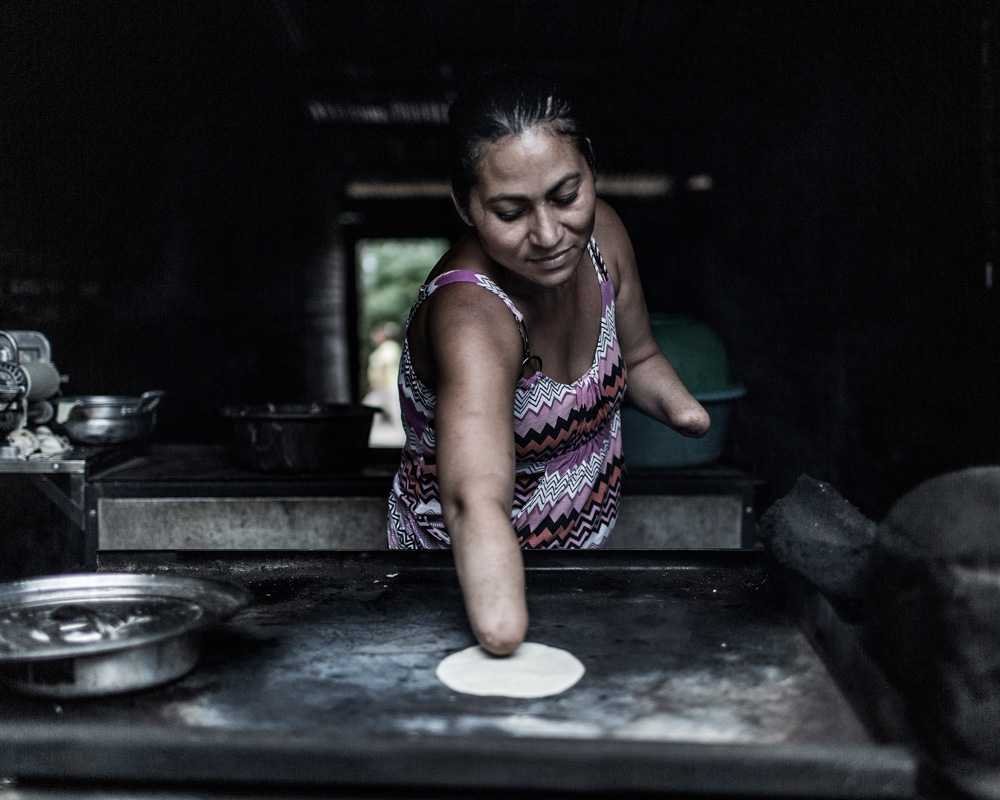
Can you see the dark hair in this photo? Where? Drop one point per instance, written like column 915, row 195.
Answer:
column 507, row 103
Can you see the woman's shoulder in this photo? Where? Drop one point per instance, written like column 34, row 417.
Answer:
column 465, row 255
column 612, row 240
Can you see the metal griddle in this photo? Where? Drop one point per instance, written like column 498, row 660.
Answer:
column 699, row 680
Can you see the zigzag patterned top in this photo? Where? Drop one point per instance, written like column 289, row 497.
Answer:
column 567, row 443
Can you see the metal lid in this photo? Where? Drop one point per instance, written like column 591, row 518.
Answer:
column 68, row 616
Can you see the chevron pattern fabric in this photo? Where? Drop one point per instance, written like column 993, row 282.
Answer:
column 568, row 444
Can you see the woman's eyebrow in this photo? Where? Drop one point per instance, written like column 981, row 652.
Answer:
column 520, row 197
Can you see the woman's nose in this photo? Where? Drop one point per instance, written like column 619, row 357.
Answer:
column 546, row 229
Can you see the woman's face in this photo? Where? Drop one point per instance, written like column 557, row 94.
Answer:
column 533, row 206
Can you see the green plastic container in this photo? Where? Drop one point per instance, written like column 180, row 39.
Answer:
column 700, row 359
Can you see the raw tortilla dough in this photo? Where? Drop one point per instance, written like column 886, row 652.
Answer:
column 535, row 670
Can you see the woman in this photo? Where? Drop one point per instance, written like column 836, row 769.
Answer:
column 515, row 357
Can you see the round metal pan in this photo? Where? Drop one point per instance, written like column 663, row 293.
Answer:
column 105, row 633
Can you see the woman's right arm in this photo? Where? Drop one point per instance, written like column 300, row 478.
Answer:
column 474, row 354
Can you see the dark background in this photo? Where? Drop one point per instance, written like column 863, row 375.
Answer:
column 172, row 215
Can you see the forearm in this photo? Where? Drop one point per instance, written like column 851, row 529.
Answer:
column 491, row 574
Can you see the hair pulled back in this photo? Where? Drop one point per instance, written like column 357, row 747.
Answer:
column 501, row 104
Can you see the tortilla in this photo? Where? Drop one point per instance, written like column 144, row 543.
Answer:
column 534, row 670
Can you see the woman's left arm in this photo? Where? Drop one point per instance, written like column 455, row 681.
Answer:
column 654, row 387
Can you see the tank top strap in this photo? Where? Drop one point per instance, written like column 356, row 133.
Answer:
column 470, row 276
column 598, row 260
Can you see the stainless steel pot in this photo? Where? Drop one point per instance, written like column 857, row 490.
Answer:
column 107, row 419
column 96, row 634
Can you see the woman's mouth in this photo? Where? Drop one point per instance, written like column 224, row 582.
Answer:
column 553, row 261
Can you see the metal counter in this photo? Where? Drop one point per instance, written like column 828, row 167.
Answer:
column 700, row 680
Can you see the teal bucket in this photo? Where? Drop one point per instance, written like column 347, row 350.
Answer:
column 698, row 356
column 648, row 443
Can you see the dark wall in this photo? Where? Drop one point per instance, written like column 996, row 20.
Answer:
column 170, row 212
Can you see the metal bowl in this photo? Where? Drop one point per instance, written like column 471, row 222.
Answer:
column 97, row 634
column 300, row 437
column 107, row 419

WHAT IS REQUIRED = All of the entries above need to be repeated exactly, minus the pictures.

ANSWER TO THE PROBLEM =
Can you see the dark hair in this photo? Where? Drop one point per instance, written like column 915, row 195.
Answer:
column 507, row 103
Can you see the woman's shoulder in this photo? Where? Drop one point per instance, written like column 34, row 417.
Answer:
column 465, row 255
column 612, row 240
Can you see the metal griddle in this photo? Where? Drop one point per instance, written like column 498, row 660.
Answer:
column 699, row 680
Can you see the zigzag patterned top in this photo? Where? Drop one point per instance, written like column 289, row 497.
Answer:
column 567, row 443
Can you see the metal lid in this photo? Where? Drop one point per instance, written like column 591, row 518.
Answer:
column 68, row 616
Can you see the chevron pattern fabric in this photo? Where? Drop one point per instance, written like column 993, row 282.
Answer:
column 568, row 444
Can you see the woman's eyebrow in this photo? Where? Drop one point per instance, written like column 981, row 652.
Answer:
column 520, row 197
Can you see the woman's nose in this photo? Where? Drop one point per instance, written like column 619, row 357.
Answer:
column 546, row 229
Can you see the woman's face in this photo? Where? Drop one point per instance, written like column 557, row 94.
Answer:
column 533, row 206
Can you see the green plastic container in this photo? Where? Drop one point per instance, written like column 180, row 39.
Answer:
column 700, row 359
Can you see the raw tortilla dough in this photo? Where? Drop one point per instance, written like column 886, row 652.
Answer:
column 535, row 670
Can you see the woman in this photo? Where? Drop one point per instance, written like column 836, row 769.
Answer:
column 515, row 357
Can you see the round metal pan in this photo? Where? Drop one point per instance, written like column 663, row 293.
Answer:
column 105, row 633
Can you see the woman's right arm in this photo? Where? Drop one point per instance, written like column 300, row 478.
Answer:
column 474, row 354
Can you see the dark background in this photo? Where? Drop one point per instance, written like column 863, row 375.
Answer:
column 172, row 215
Can you see the forearm in this photo? Where? Drop one point per instance, written like column 851, row 529.
Answer:
column 491, row 574
Can you see the hair pulled back in this photo? Where? Drop one point per instance, written like column 357, row 747.
Answer:
column 501, row 104
Can you see the tortilla in this photo? Where? Drop one point per instance, written like column 144, row 543.
Answer:
column 534, row 670
Can you see the woman's left arm in this photo? Where? Drop one point per instance, written like column 455, row 681.
Answer:
column 654, row 387
Can you see the tank top strap in this photo? Where? Drop one point per instance, written like column 356, row 133.
Answer:
column 470, row 276
column 598, row 260
Can you see the stainless steel pot in this photo? Where? Drop one point per instance, written like column 857, row 490.
Answer:
column 107, row 419
column 96, row 634
Can you see the woman's mouth in this photo? Where? Drop one point per instance, written like column 224, row 582.
Answer:
column 553, row 261
Can you see the metal counter in this photo? Where? Drop one point per instance, written like column 828, row 167.
Answer:
column 700, row 680
Can you see the teal bucket in this photo? Where? Drop one point per instance, written like column 347, row 350.
Answer:
column 698, row 356
column 648, row 443
Can you see the dark wall in this photo? Where? Drop one point per instance, written like column 996, row 20.
Answer:
column 170, row 212
Can you see the metal bowl in this photo? Where? Drop one point per instance, written like column 471, row 222.
Answer:
column 97, row 634
column 300, row 437
column 107, row 419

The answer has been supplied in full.